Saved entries
·····

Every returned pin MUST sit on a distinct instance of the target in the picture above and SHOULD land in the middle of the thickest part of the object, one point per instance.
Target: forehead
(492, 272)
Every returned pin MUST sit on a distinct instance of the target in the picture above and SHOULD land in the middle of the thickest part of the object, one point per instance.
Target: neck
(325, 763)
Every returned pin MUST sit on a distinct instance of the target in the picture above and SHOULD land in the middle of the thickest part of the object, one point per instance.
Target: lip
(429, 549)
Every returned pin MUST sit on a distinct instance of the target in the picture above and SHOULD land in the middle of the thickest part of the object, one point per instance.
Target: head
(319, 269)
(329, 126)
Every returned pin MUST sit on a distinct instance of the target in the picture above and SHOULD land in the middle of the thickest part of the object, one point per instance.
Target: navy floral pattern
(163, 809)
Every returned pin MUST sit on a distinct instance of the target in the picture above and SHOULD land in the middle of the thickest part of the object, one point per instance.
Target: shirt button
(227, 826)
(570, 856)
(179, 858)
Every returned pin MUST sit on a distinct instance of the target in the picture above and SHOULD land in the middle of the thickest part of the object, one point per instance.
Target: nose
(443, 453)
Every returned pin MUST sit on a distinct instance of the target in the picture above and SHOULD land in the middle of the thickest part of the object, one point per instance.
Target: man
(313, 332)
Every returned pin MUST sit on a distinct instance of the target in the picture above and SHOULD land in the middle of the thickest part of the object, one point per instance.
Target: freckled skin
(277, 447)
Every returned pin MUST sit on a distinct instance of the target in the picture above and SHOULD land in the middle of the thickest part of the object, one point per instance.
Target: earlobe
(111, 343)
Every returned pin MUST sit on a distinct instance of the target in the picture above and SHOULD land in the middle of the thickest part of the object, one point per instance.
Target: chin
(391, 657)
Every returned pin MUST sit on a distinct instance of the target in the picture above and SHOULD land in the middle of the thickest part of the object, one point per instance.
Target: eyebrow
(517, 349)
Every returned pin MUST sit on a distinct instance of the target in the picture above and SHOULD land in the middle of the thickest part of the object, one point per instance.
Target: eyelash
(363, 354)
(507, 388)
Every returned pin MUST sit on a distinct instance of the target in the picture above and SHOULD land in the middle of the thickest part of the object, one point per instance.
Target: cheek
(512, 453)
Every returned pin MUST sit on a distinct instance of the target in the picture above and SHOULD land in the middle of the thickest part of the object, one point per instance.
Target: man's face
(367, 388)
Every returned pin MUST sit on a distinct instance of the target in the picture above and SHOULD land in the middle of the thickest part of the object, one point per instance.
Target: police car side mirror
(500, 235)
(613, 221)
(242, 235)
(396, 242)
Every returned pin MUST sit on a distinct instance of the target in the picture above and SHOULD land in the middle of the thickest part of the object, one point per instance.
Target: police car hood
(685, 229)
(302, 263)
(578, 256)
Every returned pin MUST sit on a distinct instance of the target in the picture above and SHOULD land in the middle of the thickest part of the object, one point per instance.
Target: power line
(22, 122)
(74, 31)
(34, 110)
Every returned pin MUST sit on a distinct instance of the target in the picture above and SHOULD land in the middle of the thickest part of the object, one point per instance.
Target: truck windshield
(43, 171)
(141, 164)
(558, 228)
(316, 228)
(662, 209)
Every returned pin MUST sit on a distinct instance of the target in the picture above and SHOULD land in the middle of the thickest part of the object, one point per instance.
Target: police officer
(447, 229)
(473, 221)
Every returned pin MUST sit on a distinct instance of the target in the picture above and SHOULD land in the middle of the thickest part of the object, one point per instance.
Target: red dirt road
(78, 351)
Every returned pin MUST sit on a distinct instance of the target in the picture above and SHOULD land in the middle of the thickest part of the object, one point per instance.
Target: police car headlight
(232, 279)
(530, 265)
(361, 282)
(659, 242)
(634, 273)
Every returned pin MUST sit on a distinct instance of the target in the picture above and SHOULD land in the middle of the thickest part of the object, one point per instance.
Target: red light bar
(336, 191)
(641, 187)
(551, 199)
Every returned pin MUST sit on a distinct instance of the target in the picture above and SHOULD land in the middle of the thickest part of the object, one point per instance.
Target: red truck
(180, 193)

·····

_Exercise details:_ Each entry, from start to finish, must be restated exactly.

_Written solution:_
Every returned pin MUST sit on a distinct instance of the target in the picture above and SHOULD land in the middle of the thickest part of the object, one point per instance.
Target: forehead
(492, 272)
Every returned pin MUST sit on a distinct instance of the target in the picture above and SHOULD land in the middle of the thickest part of the object, one point per instance.
Target: neck
(325, 763)
Every returned pin MUST sit on a distinct instance of the target in the picture above and SHOULD land in the middle of the thickest part of the object, one point per instance.
Target: lip
(429, 549)
Every returned pin MUST sit on a distinct instance of the target in the picture above and SHOULD land in the middle of the thickest part of the object, one point per instance.
Target: head
(319, 269)
(329, 126)
Every returned pin MUST sit on a distinct instance of the target in the picture above and SHOULD land in the middle of the thickest part of the object, one point per instance.
Target: navy floral pattern
(163, 809)
Every returned pin MUST sit on a distinct instance of the target in the picture above and SHOULD land in the middle of the thickest part of the object, one point per instance.
Target: shirt button
(227, 826)
(570, 856)
(179, 858)
Every returned pin MUST sit on a distinct instance of the target in the picture above and SHOULD land in the middle of the thickest part of the object, one point per instance.
Target: nose
(443, 453)
Every returned pin MUST sit on a distinct instance of the target in the picture above and SHOULD land in the middle of the thickest part of the object, one point per instance.
Target: man
(313, 332)
Every returned pin MUST sit on a distinct instance of the target in the picture above and SHOULD land in the middle of the thickest part of the object, one point per instance.
Target: freckled skin
(277, 447)
Every returned pin MUST sit on a distinct instance of the target in the picture above and SHOULD land in the middle of the thickest part of the object, one point per instance.
Target: earlobe
(111, 343)
Every returned pin MUST sit on a distinct instance of the target in the picture above and SHOULD land in the middle of the thickest part of the object, one point per instance.
Target: chin
(391, 657)
Every returned pin MUST sit on a distinct instance of the target in the picture above and SHOULD land in the middle of the thickest part of the object, one point per instance.
Target: eyebrow
(517, 349)
Every returned pin MUST sit on a distinct instance of the target in the picture above and SHOULD land in the middle of the thickest part of the object, one point per instance.
Target: eyelash
(363, 354)
(507, 388)
Every returned pin MUST sit on a distinct instance of the target in the picture above and SHOULD land in the middle of the thickest part of the object, one point per instance.
Target: cheek
(512, 453)
Every returned pin MUST sit on a distinct instance of the target in the picture above and SHOULD land in the middle of the thickest part of the object, one point per instance.
Target: man's face
(367, 388)
Every returned pin MUST sit on a distinct instance of the target in the picture above and SHOULD land in the middle of the thickest part of the object, one point per instance.
Target: police car side mirror
(500, 235)
(613, 221)
(242, 235)
(396, 242)
Every returned pin MUST sit on a distinct instance of the target in the picture above and SHOULD land in the middle of the thickest part of the object, one point per instance.
Target: police car hood
(685, 229)
(302, 263)
(578, 256)
Every returned pin MUST sit on a distinct instance of the target in the picture above and SHOULD land in the middle of the thickest part of the object, one point per instance.
Target: power line
(22, 122)
(74, 31)
(34, 110)
Every returned pin MUST sit on a distinct instance of the target in the picture above and SHOULD land in the middle of the thickest part of the object, one point per instance.
Target: truck windshield
(43, 171)
(141, 164)
(558, 228)
(316, 228)
(662, 209)
Every returned pin MUST sit on a distinct instance of the target in the picture above and SHOULD land in the middle of the thickest part of the object, one point per instance.
Target: police officer
(447, 229)
(473, 221)
Every returned pin MUST sit on a distinct instance of the target in the picture above and SHOULD land in the middle of the thickest part of the object, one point per instance.
Target: red dirt road
(78, 351)
Every returned pin MUST sit on a distinct instance of the target in the picture above and SHOULD land in the middle of the thickest part of the object, one point per instance.
Target: police car headlight
(232, 279)
(530, 265)
(361, 282)
(659, 242)
(634, 273)
Every returned pin MUST sit on a distinct instance of the target in the picture above and SHOULD land in the middle of the thickest part of the object, one point per instance.
Target: red light bar
(336, 191)
(641, 187)
(551, 199)
Every returned pin MUST sit on a distinct instance of the target in the picture above and SHOULD land in the middle of the thickest part of the object, one point per instance.
Target: red truck
(180, 193)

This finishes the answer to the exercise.